Exercise requirements -
Copy the records below exactly as they appear.

Supplied entries -
+++

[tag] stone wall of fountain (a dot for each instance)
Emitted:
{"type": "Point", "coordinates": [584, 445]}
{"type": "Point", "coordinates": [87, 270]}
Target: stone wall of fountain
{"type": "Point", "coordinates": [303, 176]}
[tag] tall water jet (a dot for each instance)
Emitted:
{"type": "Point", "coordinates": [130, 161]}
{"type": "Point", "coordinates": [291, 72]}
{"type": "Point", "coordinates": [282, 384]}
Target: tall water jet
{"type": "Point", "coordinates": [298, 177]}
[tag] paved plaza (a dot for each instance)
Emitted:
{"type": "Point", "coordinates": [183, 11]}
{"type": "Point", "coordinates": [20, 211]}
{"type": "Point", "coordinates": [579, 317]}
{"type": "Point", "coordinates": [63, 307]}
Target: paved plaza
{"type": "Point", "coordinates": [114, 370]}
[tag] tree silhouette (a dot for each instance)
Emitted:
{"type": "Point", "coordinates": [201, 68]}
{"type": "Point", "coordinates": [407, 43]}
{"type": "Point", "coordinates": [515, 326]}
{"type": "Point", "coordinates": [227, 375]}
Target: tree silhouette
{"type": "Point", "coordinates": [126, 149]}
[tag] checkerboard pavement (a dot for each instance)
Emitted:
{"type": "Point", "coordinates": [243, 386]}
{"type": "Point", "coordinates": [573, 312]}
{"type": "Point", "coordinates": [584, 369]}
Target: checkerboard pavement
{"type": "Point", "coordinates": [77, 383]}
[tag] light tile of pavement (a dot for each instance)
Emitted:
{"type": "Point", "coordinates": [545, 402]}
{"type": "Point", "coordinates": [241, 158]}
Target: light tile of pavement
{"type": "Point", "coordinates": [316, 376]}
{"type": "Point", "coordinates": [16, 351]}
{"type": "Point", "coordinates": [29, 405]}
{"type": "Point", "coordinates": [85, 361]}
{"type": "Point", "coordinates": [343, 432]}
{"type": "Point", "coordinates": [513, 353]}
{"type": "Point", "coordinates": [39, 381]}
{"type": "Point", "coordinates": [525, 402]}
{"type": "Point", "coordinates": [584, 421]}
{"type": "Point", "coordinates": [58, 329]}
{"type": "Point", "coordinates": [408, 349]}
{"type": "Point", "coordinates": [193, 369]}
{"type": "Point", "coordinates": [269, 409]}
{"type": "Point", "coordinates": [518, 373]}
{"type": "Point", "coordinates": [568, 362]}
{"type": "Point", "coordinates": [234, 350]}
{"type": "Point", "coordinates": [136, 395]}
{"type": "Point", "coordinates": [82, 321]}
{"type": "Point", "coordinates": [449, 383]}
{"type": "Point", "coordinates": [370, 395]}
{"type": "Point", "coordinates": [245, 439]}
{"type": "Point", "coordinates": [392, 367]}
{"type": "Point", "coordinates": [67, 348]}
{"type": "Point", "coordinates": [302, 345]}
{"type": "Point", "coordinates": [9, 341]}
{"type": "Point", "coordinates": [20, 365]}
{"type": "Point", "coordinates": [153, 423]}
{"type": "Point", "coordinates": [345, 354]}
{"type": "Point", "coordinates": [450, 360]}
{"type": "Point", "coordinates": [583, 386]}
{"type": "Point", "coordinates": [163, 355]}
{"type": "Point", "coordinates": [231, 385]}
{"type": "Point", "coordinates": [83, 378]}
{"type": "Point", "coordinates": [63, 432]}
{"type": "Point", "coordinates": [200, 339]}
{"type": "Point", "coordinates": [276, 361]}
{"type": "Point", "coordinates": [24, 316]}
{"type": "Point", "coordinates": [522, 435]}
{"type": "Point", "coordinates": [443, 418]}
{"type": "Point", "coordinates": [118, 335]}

+++

Written answer -
[tag] stone wall of fountain (a dot for each instance)
Emitted:
{"type": "Point", "coordinates": [584, 445]}
{"type": "Point", "coordinates": [87, 270]}
Target: stone wall of fountain
{"type": "Point", "coordinates": [303, 176]}
[tag] tall water jet (a dot for each instance)
Emitted:
{"type": "Point", "coordinates": [130, 161]}
{"type": "Point", "coordinates": [291, 72]}
{"type": "Point", "coordinates": [282, 384]}
Target: tall water jet
{"type": "Point", "coordinates": [298, 177]}
[tag] paved plaza (a dot for each instance)
Emitted:
{"type": "Point", "coordinates": [183, 11]}
{"type": "Point", "coordinates": [20, 211]}
{"type": "Point", "coordinates": [579, 317]}
{"type": "Point", "coordinates": [63, 307]}
Target: paved plaza
{"type": "Point", "coordinates": [114, 370]}
[tag] tree silhouette (a dot for each instance)
Emitted:
{"type": "Point", "coordinates": [201, 68]}
{"type": "Point", "coordinates": [407, 43]}
{"type": "Point", "coordinates": [515, 326]}
{"type": "Point", "coordinates": [227, 375]}
Target: tree silhouette
{"type": "Point", "coordinates": [126, 149]}
[tag] checkerboard pavement (a dot for each instance)
Emitted:
{"type": "Point", "coordinates": [243, 386]}
{"type": "Point", "coordinates": [573, 312]}
{"type": "Point", "coordinates": [584, 369]}
Target: checkerboard pavement
{"type": "Point", "coordinates": [77, 383]}
[tag] light tile of pavement (a dot for each instance)
Emitted:
{"type": "Point", "coordinates": [545, 402]}
{"type": "Point", "coordinates": [241, 158]}
Target: light tile of pavement
{"type": "Point", "coordinates": [316, 376]}
{"type": "Point", "coordinates": [16, 351]}
{"type": "Point", "coordinates": [29, 405]}
{"type": "Point", "coordinates": [85, 361]}
{"type": "Point", "coordinates": [343, 432]}
{"type": "Point", "coordinates": [513, 353]}
{"type": "Point", "coordinates": [39, 381]}
{"type": "Point", "coordinates": [525, 402]}
{"type": "Point", "coordinates": [584, 421]}
{"type": "Point", "coordinates": [58, 329]}
{"type": "Point", "coordinates": [408, 349]}
{"type": "Point", "coordinates": [193, 369]}
{"type": "Point", "coordinates": [269, 409]}
{"type": "Point", "coordinates": [518, 373]}
{"type": "Point", "coordinates": [568, 362]}
{"type": "Point", "coordinates": [234, 350]}
{"type": "Point", "coordinates": [136, 395]}
{"type": "Point", "coordinates": [82, 321]}
{"type": "Point", "coordinates": [449, 383]}
{"type": "Point", "coordinates": [370, 395]}
{"type": "Point", "coordinates": [245, 439]}
{"type": "Point", "coordinates": [392, 367]}
{"type": "Point", "coordinates": [67, 348]}
{"type": "Point", "coordinates": [302, 345]}
{"type": "Point", "coordinates": [9, 341]}
{"type": "Point", "coordinates": [20, 365]}
{"type": "Point", "coordinates": [153, 423]}
{"type": "Point", "coordinates": [345, 354]}
{"type": "Point", "coordinates": [450, 360]}
{"type": "Point", "coordinates": [583, 386]}
{"type": "Point", "coordinates": [163, 355]}
{"type": "Point", "coordinates": [231, 385]}
{"type": "Point", "coordinates": [83, 378]}
{"type": "Point", "coordinates": [63, 432]}
{"type": "Point", "coordinates": [200, 339]}
{"type": "Point", "coordinates": [276, 361]}
{"type": "Point", "coordinates": [24, 316]}
{"type": "Point", "coordinates": [522, 435]}
{"type": "Point", "coordinates": [443, 418]}
{"type": "Point", "coordinates": [118, 335]}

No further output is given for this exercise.